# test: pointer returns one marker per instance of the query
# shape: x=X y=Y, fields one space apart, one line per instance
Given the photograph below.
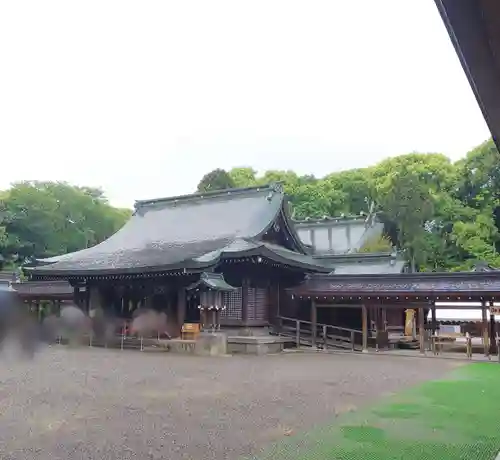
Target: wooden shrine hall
x=374 y=298
x=243 y=236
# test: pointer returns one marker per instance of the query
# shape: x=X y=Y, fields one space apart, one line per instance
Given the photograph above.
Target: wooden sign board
x=190 y=327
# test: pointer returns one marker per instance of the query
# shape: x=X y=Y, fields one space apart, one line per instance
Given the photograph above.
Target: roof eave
x=471 y=26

__Do this__.
Reproduce every line of the records above verbatim, omitting the pictures.

__The answer__.
# test: pointer returns one marker per instance of the query
# shape: x=X y=Y, fields one space apart, one line per instance
Given the photograph below.
Target: wooden shrine hall
x=374 y=298
x=243 y=236
# test: pointer returns one marker per instance of the query
# shape: x=X y=Y, fields one space apart, one line per instance
Given the photograph above.
Target: wooden sign board
x=190 y=327
# test: pointer returns one marker per instance of the query
# shape: x=X y=Y, fields one space apart, one line per instance
Given the photograph above.
Target: roof eave
x=471 y=26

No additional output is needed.